- _Task instructions_
[A] In the passage about stability and neighbors, what did the neighbor do when the writer went back to visit her?
[B] Extend the passage about stability and loving one's neighbors, beginning right after its final sentence.

- _Given passage_
In his quote above, Wilson-Hartgrove suggests that stability is good for our spirituality. He suggests that because we move from place to place we are not so easily able to impact the world around us, the community in which we live. What community?! I mean the neighbour next door, the person along the street. The beggar sitting on the roadside. If our world is so wrapped up in work, house, mortgage, our small world and successes, how can we carrying out Jesus' presence into the world and live in the 'now’? It is worth noting in Jesus life that he lived in a very small and closely difined area yet his ministry impacted the whole world. When we love the person in front of us it should have a ripple effect.

When I lived back down south (I have recently moved) I continually felt that the pressures of work and church involvement prevented me having time for my neighbours (yes even church, ironic!). It was lovely though when i went home recently to go visit one of my neighbours and have her throw her arms around me tearily. I often felt I didn't see her enough but for her to be so warm with me showed me the value of building friendship with our neighbours. But I was also saddened to think that really she was the only neighbour I had had time to really get to know. There are lots of lonely people out there but do we have the time to engage with them?

Referring expression data:
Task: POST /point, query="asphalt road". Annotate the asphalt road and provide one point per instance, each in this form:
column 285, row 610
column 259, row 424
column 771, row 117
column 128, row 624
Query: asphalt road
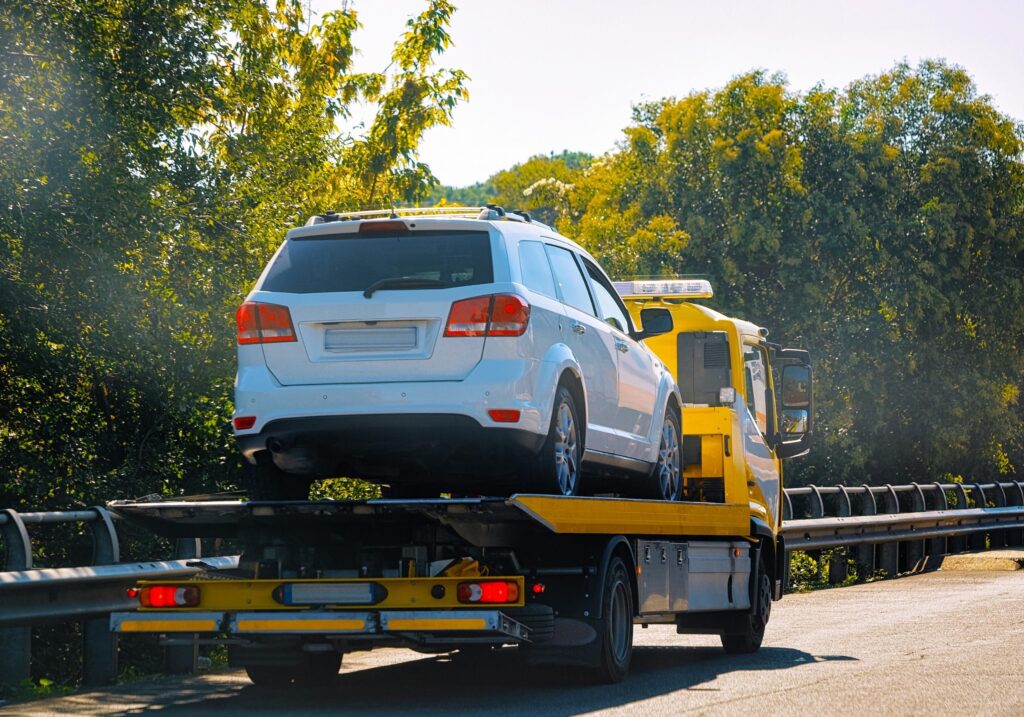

- _Replies_
[A] She threw her arms around the writer tearily.

[B]
And so I think my attitudes are changing. I'm realising the importance of stability. Even as a single person without family responsibilities, there is wisdom in stability. Not all may be called to stay in one place but perhaps we all need to consider it. Perhaps our relationships and families would be less broken if more Christians learnt to live this way. Wilson-Hargrove makes another quote, "Stability is a commitment to trust God not in an ideal world, but in the battered and bruised world we know." Part of the problem with achievement and success is this sense 'we have to make everything better.' But we know the world is battered and bruised, are we going to ignore it or engage with it?

So when I went back to my home town two weeks ago (that is the place I have lived the most in my life - though no biological family there now!) I realised that I'd been homesick for the place. Not the buildings, the people. I had lots of family there made up of my friends, particularly those in my church and previous workplaces. I felt like God say to me, 'would you come back here if I asked you too?' I thought to myself, 'God I was always supposed to go away to Bible College and never come back I was supposed to travel here and there and everywhere!' Then I thought to myself, why? Why did I feel this restless need to not go back. Why this need to move about and not be rooted? Because actually it does not help me build community and be Jesus' presence to the world if I'm permanently mobile. The funny thing is out of all the people in that town I miss the most, my dear elderly neighbour is one of them. The effects of community!

"Lord help me to enjoy where God has placed me now, to build up relationships here and to learn to enjoy your presence and be your presence to the community you have placed me in. Lord show me the community you wish me to be rooted in the future. Take away the restless side of me that is not of You. Help me to realise what things are eternal and what things are worthless in Your eyes. And thank you for the web of family and friends I have. They are so precious to me. Amen"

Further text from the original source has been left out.